▶ [Instructions for the task] Can you lay out the whole listing below as a numbered list, skipping blank lines and leaving out the pictures?

Point placement records:
* Start *

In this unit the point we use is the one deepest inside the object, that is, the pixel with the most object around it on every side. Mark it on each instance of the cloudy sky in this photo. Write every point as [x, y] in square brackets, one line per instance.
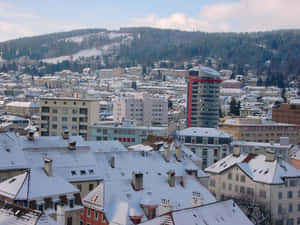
[19, 18]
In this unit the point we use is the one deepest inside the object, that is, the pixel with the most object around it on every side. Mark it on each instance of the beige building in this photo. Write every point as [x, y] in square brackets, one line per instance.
[255, 130]
[72, 114]
[24, 109]
[261, 181]
[144, 109]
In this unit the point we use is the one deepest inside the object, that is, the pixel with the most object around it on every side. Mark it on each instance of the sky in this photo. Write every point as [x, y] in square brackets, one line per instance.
[20, 18]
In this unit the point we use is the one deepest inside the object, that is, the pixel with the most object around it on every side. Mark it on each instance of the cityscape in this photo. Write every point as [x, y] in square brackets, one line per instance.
[169, 119]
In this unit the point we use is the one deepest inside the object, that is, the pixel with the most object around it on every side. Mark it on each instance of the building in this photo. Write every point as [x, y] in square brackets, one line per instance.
[139, 186]
[146, 110]
[127, 133]
[203, 98]
[11, 214]
[228, 213]
[254, 129]
[281, 150]
[287, 113]
[72, 114]
[260, 181]
[24, 109]
[209, 144]
[39, 189]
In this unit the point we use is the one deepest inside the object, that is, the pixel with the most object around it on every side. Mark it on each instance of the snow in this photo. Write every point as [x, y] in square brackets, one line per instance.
[257, 168]
[203, 132]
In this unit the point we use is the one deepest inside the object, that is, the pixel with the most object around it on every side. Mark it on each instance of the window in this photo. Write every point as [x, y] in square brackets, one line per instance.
[262, 194]
[243, 178]
[237, 177]
[290, 221]
[290, 207]
[224, 185]
[69, 221]
[279, 210]
[242, 190]
[91, 187]
[212, 183]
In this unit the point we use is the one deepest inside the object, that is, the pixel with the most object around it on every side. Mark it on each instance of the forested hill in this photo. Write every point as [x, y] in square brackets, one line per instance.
[130, 46]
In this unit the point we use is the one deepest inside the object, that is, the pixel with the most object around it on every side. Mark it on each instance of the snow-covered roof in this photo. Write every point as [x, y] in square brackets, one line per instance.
[35, 185]
[203, 132]
[228, 213]
[256, 167]
[11, 214]
[24, 104]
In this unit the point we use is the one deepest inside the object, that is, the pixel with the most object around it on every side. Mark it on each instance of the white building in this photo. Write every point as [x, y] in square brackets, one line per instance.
[209, 144]
[257, 179]
[146, 110]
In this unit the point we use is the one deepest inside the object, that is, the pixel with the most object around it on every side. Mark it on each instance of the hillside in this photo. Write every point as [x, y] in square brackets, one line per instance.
[130, 46]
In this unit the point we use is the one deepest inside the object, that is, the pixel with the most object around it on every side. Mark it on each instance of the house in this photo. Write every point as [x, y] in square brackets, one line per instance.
[258, 179]
[228, 213]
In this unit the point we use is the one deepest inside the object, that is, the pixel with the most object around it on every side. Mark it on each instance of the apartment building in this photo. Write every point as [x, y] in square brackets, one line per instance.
[203, 97]
[72, 114]
[281, 150]
[24, 109]
[127, 132]
[146, 110]
[287, 113]
[256, 130]
[209, 144]
[139, 186]
[261, 181]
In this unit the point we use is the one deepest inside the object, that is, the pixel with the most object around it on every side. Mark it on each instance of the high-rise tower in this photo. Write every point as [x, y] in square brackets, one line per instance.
[203, 97]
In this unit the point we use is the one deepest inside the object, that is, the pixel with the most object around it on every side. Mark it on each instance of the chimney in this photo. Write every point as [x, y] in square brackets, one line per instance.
[60, 215]
[137, 181]
[236, 151]
[270, 156]
[112, 162]
[171, 178]
[48, 166]
[72, 145]
[196, 199]
[30, 135]
[65, 134]
[178, 152]
[284, 140]
[166, 152]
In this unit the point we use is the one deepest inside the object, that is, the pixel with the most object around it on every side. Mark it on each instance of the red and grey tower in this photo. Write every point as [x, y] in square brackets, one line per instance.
[203, 97]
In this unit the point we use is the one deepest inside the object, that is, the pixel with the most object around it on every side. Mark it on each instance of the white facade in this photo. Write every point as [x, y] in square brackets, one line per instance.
[145, 110]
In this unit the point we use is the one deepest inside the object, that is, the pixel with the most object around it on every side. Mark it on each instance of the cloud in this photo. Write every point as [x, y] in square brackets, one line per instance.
[240, 16]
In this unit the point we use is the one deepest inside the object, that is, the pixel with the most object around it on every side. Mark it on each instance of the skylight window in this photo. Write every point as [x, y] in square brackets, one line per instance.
[12, 180]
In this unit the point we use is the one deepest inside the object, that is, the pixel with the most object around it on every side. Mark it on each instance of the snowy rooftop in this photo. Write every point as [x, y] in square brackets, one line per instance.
[228, 213]
[40, 186]
[203, 132]
[24, 104]
[257, 168]
[16, 215]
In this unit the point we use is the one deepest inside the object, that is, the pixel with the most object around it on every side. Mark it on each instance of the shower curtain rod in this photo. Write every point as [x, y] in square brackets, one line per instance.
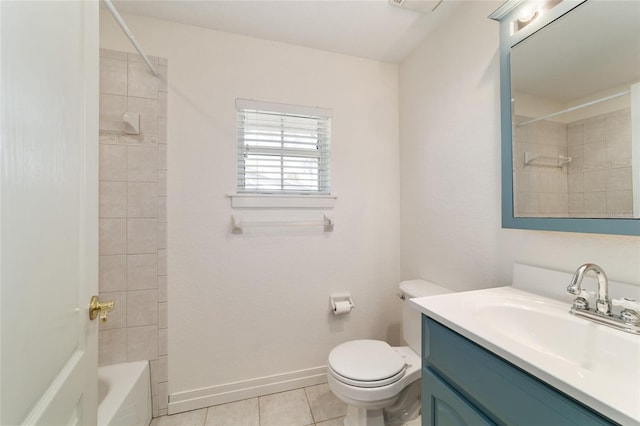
[586, 104]
[126, 30]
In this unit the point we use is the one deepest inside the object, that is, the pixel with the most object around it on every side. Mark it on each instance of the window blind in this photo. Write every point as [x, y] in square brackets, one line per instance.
[282, 148]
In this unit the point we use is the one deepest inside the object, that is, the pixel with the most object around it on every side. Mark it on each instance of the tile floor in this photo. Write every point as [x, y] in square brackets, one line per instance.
[313, 405]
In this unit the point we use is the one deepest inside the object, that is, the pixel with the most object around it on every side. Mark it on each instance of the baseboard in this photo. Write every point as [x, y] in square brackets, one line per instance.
[236, 391]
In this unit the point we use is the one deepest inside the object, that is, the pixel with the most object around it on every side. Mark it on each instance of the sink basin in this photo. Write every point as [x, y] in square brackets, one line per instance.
[593, 363]
[548, 328]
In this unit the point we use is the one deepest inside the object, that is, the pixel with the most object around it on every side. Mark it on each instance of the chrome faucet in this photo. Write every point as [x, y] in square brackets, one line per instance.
[629, 318]
[603, 304]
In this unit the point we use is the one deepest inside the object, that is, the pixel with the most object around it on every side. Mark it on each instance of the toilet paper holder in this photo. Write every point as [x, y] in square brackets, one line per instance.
[339, 302]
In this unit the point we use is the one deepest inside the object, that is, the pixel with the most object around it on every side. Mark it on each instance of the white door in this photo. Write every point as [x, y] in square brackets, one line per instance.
[48, 220]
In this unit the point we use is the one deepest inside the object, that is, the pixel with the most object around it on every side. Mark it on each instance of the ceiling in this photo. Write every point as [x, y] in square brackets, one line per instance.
[594, 48]
[371, 29]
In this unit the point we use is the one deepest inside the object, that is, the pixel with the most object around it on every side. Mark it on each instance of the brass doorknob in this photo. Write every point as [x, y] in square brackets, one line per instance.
[96, 306]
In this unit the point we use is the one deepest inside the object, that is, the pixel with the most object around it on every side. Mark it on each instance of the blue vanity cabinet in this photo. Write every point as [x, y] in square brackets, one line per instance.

* End *

▶ [Complete output]
1. In this unit the point we use is the one deepest inside the object, that is, the pixel with the most object around it on every side. Mark it on each instance of the cloudy sky in this photo. Write every point as [x, y] in square brackets, one line per instance.
2. [19, 18]
3. In this unit the point we use is the one deepest inside the object, that is, the pixel with the most object around it on every side. Mark it on each instance of the beige building in this photo. Write every point as [x, y] in square brackets, one line per instance.
4. [255, 130]
5. [72, 114]
6. [24, 109]
7. [261, 181]
8. [144, 109]
9. In this unit the point we use is the one deepest inside the object, that is, the pixel with the most object around it on every side. Mark it on each instance of the sky in this photo. Write every point as [x, y] in square brackets, one line per instance.
10. [20, 18]
11. In this unit the point we use is the one deepest inside the object, that is, the pixel with the most object around it on every side. Mark it on each instance of the cityscape in this photo. Write every point as [x, y] in square brackets, one line per instance.
12. [169, 119]
13. In this unit the point we use is the one deepest inside the object, that is, the pixel with the most object around it on every side. Mark it on each instance of the building in this photo. Write every point as [x, y] in square brackets, one line per instance.
14. [139, 186]
15. [146, 110]
16. [127, 133]
17. [203, 98]
18. [11, 214]
19. [228, 213]
20. [254, 129]
21. [281, 150]
22. [287, 113]
23. [72, 114]
24. [260, 181]
25. [24, 109]
26. [209, 144]
27. [39, 189]
28. In this unit the point we use is the one deepest inside the object, that is, the pixel with the most object around it on every side. Mark it on each instance of the snow in this photo. Write every point as [x, y] in square brackets, one line per instance.
29. [257, 168]
30. [203, 132]
31. In this unit the point we use is the one deepest inside the object, that is, the pixel with the most object around it on every side. Mark it on each instance of the window in this photo. Write every point as [x, y] in square brackets, one line per instance.
32. [262, 194]
33. [243, 178]
34. [237, 177]
35. [290, 221]
36. [290, 207]
37. [224, 185]
38. [69, 221]
39. [279, 210]
40. [242, 190]
41. [91, 187]
42. [212, 183]
43. In this unit the point we use is the one deepest inside the object, that is, the pixel with the most object around it on every side. Mark it on each instance of the forested hill in this photo. Write every point as [x, y] in square brackets, one line per instance.
44. [130, 46]
45. In this unit the point we use is the one deepest inside the object, that is, the pixel with the most object around it on every side. Mark it on each instance of the snow-covered roof in this photo. Write every point as [x, y] in square brackets, one line per instance.
46. [35, 185]
47. [203, 132]
48. [228, 213]
49. [256, 167]
50. [11, 214]
51. [24, 104]
52. In this unit the point we use is the one deepest inside the object, that is, the pixel with the most object around it on every side. Mark it on each instance of the white building in this photo. Write every point as [x, y] in square brackets, one line per instance.
53. [209, 144]
54. [257, 179]
55. [146, 110]
56. In this unit the point we use is the one deepest inside the object, that is, the pixel with the most object around it on every side. Mark it on each instance of the hillside in this photo. Write every point as [x, y] in square brackets, one line per instance.
57. [130, 46]
58. In this unit the point we use is the one deepest inside the object, that is, the pixel with the most object around it on every side. Mark it on each instance of the house in this photo. Write every point as [x, y] in square brackets, one line per instance.
59. [258, 179]
60. [228, 213]
61. In this unit the point we use is the one deepest inside the object, that is, the pixel with the most object around it on every side. Mark it on each instance of the apartment building in this photo. Write every point as [x, y] in square brackets, one line per instance.
62. [203, 97]
63. [72, 114]
64. [281, 150]
65. [24, 109]
66. [127, 132]
67. [146, 110]
68. [287, 113]
69. [256, 130]
70. [209, 144]
71. [139, 186]
72. [261, 181]
73. In this unit the point we use is the one deepest inside the object, that is, the pixel with the most object around it on every side. Mark it on each instance of the high-rise tower in this photo. Write every point as [x, y] in square brackets, one line per instance.
74. [203, 97]
75. In this unit the point we use is the one deepest inside the object, that is, the pixel with the most object around it on every side. Mark it on each instance of the chimney in this photo. Write every point as [x, y] in square brackets, one line per instance.
76. [60, 215]
77. [137, 181]
78. [236, 151]
79. [270, 156]
80. [112, 162]
81. [171, 178]
82. [48, 166]
83. [72, 145]
84. [196, 199]
85. [30, 135]
86. [65, 134]
87. [178, 152]
88. [284, 140]
89. [166, 152]
90. In this unit the point we use is the one deepest inside the object, that is, the pixel with the most object around it on every side. Mark it on each instance of the red and grey tower in this photo. Write every point as [x, y] in square brackets, one line per instance.
91. [203, 97]
92. In this unit the point we use is the one deepest inside the object, that is, the pixel with the most object around it on every side. Mark it on each instance of the white facade in this photo. Write every point as [x, y] in square brackets, one line per instance.
93. [145, 110]
94. In this unit the point we use is the one deepest inside the object, that is, the pixel with the most object around it on every side. Mark it on each instance of the cloud in this photo. Write every point as [x, y] in square brackets, one line per instance.
95. [240, 16]
96. In this unit the point we use is the one deepest inside the object, that is, the pixel with the most object around it on every side. Mark it on each instance of the skylight window in this photo. Write every point as [x, y] in square brackets, one line per instance.
97. [12, 180]
98. In this unit the point we use is the one deepest inside the object, that is, the pixel with the most object around it on every side. Mark it on each instance of the snowy rooftop in this photo. Write every point as [x, y] in square brackets, one line per instance.
99. [228, 213]
100. [40, 186]
101. [203, 132]
102. [24, 104]
103. [257, 168]
104. [16, 215]
105. In this unit the point we use is the one deepest inside the object, that is, the pixel with the most object around it on every side. Mark it on each instance of the shower curtain rod in this photo. Write every point as [x, y] in square brackets, one line per instance.
106. [586, 104]
107. [126, 30]
108. In this unit the point we use is the one deepest inside the object, that is, the pixel with the most object around it on every side. Mark it on each instance of the window blind in this photo. Write every point as [x, y] in square brackets, one line per instance.
109. [282, 148]
110. In this unit the point we use is the one deepest inside the object, that is, the pixel with the most object around it on every side. Mark it on each instance of the tile floor in this photo. Write every point as [x, y] in square brackets, one line per instance.
111. [313, 405]
112. In this unit the point we use is the one deepest inside the object, that is, the pixel with the most object around it on every side. Mark it on each instance of the baseboard in this photo. Write every point as [x, y] in square brackets, one line per instance.
113. [236, 391]
114. In this unit the point we use is the one deepest inside the object, that is, the pixel with the most object around it on every side. Mark it on each instance of the sink basin in this photo. Write every point as [x, y] in square brackets, one line per instance.
115. [593, 363]
116. [548, 328]
117. In this unit the point we use is the one deepest inside the object, that is, the pixel with the most object around it on every side. Mark it on each instance of the chrome faucet in this photo. Write every point as [x, y] in square brackets, one line per instance.
118. [629, 318]
119. [603, 304]
120. In this unit the point we use is the one deepest inside the object, that is, the pixel with the most object around it on every side. Mark it on each instance of the toilet paper holder in this photo. Write every point as [x, y] in square brackets, one line per instance.
121. [339, 302]
122. In this unit the point we use is the one deepest inside the object, that is, the pixel with the most object around it on every side. Mark it on each instance of the white door in this photo. Write every point as [x, y] in square brackets, one line per instance.
123. [48, 220]
124. In this unit the point we use is the one deepest inside the object, that is, the pixel with the most object around it on every side. Mark it on each instance of the ceiling in this photo. Write every point as [x, y] in square brackets, one line per instance.
125. [594, 48]
126. [371, 29]
127. In this unit the point we use is the one deepest inside the object, that is, the pixel with the most object around it on every side. Mark it on each instance of the brass doorknob in this photo. Write every point as [x, y] in square brackets, one line per instance.
128. [96, 306]
129. In this unit the point we use is the one deepest inside the object, that is, the pixel with the most object around it on every side. Mark it on each instance of the blue vanity cabinet in this photo. Write every point as [x, y] in square brackets, one line per instance.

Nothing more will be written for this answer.